> _Task brief_:
Output what the records say, word for word, with no images.
___ Supplied records ___
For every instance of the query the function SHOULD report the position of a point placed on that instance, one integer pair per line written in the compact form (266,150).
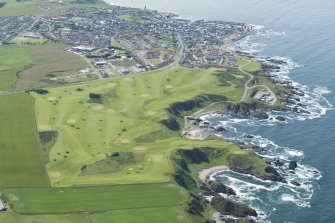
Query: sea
(300,34)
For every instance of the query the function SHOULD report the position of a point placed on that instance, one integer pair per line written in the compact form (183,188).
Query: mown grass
(12,60)
(167,214)
(14,8)
(143,215)
(132,18)
(64,218)
(30,41)
(94,199)
(90,131)
(253,66)
(31,66)
(49,60)
(20,154)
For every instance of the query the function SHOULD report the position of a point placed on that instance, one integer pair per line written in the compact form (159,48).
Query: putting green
(132,107)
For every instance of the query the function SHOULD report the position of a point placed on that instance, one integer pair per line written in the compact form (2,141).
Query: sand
(206,173)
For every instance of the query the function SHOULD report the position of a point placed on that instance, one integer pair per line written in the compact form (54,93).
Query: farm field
(13,59)
(141,215)
(20,155)
(36,7)
(34,66)
(49,60)
(160,214)
(94,199)
(125,120)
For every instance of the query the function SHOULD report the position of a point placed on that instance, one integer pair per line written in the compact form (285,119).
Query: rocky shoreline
(217,195)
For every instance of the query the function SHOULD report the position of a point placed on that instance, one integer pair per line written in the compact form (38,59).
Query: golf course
(78,149)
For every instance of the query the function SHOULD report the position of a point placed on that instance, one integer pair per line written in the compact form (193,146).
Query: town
(119,40)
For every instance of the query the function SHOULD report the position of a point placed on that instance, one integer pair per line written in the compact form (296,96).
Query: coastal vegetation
(113,150)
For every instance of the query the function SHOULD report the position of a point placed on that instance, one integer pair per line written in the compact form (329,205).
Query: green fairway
(132,18)
(93,199)
(15,8)
(12,60)
(30,41)
(143,215)
(64,218)
(20,155)
(249,66)
(126,120)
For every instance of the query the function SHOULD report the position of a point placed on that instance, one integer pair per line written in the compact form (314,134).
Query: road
(243,98)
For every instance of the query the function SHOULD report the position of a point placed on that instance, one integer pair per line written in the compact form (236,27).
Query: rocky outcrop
(281,118)
(247,166)
(293,165)
(261,114)
(239,220)
(295,183)
(219,187)
(227,207)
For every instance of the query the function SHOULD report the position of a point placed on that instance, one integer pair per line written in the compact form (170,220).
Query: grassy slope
(12,60)
(49,58)
(45,7)
(132,18)
(13,8)
(21,161)
(88,131)
(143,215)
(254,66)
(68,218)
(92,199)
(26,66)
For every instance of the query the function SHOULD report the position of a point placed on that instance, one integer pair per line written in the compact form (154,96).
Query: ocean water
(304,33)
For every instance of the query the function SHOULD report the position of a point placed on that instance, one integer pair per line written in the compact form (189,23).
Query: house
(101,63)
(2,206)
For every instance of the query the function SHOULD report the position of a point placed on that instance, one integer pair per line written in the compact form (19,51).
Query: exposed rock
(248,136)
(293,165)
(261,115)
(294,182)
(281,118)
(219,187)
(227,207)
(238,220)
(270,169)
(278,163)
(221,129)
___
> _Result of the task_:
For every instance of the query the function SHOULD report the position of a point placed on that instance, one integer pair per line written in the compact form (266,150).
Query: sea
(300,34)
For every instance of the query the function SHOULD report the position of a point placed on that instance, one integer pair per line written in the compact form (183,188).
Query: mown grass
(12,60)
(167,214)
(14,8)
(143,215)
(132,18)
(64,218)
(30,41)
(94,199)
(90,131)
(253,66)
(31,66)
(49,60)
(20,154)
For every instance of the query the function SHOULD report the position of a point placed on that instance, one integer pair per line written in the compact form (159,48).
Query: putting green
(132,107)
For every instance of the query the function SHOULD report the position of a point placed on that instance, one integer pair per line written in the compact form (2,141).
Query: sand
(206,173)
For every instance of the query the function SHOULD report the position of a point placed on that instance, one integer pair per line written in the compact form (54,93).
Query: farm field
(13,59)
(141,215)
(20,155)
(36,7)
(34,66)
(49,60)
(160,214)
(94,199)
(125,120)
For every instance of the query the function SHOULD report the position of a point placed on that instance, one integer pair per line written in the compact form (285,119).
Query: rocky shoreline
(217,195)
For every instance of the query the function SHOULD report the position of a point placed on that instance, one integer pair per line written in the compact form (38,59).
Query: golf course
(78,149)
For every instance of the query the function SHOULD report the position of a point placed on that instance, one integer pair per line written in the compact form (193,146).
Query: town
(119,40)
For every instance of the query the function SHOULD report the position of a point placed on that instance, one integer pair per line written in the compact form (296,96).
Query: coastal vegetation
(113,150)
For every instance of the query the function SHOULD report the position of a point placed on that instance, one integer pair per line written in the compact form (329,205).
Query: green fairway
(132,18)
(93,199)
(15,8)
(12,60)
(30,41)
(143,215)
(64,218)
(20,155)
(249,66)
(126,120)
For every instance of the query the function SHOULD report the position of a point placed on that instance, one integer pair per line written in the compact form (314,134).
Query: road
(243,98)
For every instance of the query the function SHOULD report the position of a point placed on that instance, one integer pair per line written in the compact form (236,27).
Query: rocky outcrop
(281,118)
(247,166)
(293,165)
(261,114)
(239,220)
(295,183)
(219,187)
(227,207)
For every instance of the query the function SHOULD report the position of a point placed on that instance, one integer pair per line written in the compact form (170,220).
Query: grassy slope
(12,60)
(49,58)
(45,7)
(132,18)
(13,8)
(21,161)
(88,131)
(143,215)
(254,66)
(68,218)
(92,199)
(26,66)
For every instance of the query the function SHOULD report the position of a point placed on that instance, one integer pair per line written in the compact form (154,96).
Query: ocean water
(304,33)
For every instance of the query the function SHOULD report the position of a point placed on that instance, one integer pair per line written in the compact form (189,23).
Query: house
(101,63)
(2,206)
For every instance of the query the function SHOULD report the position of a point placed on that instance, one integer pair per line written in the compact form (19,51).
Query: exposed rock
(248,136)
(293,165)
(261,115)
(294,182)
(281,118)
(219,187)
(227,207)
(238,220)
(270,169)
(278,163)
(221,129)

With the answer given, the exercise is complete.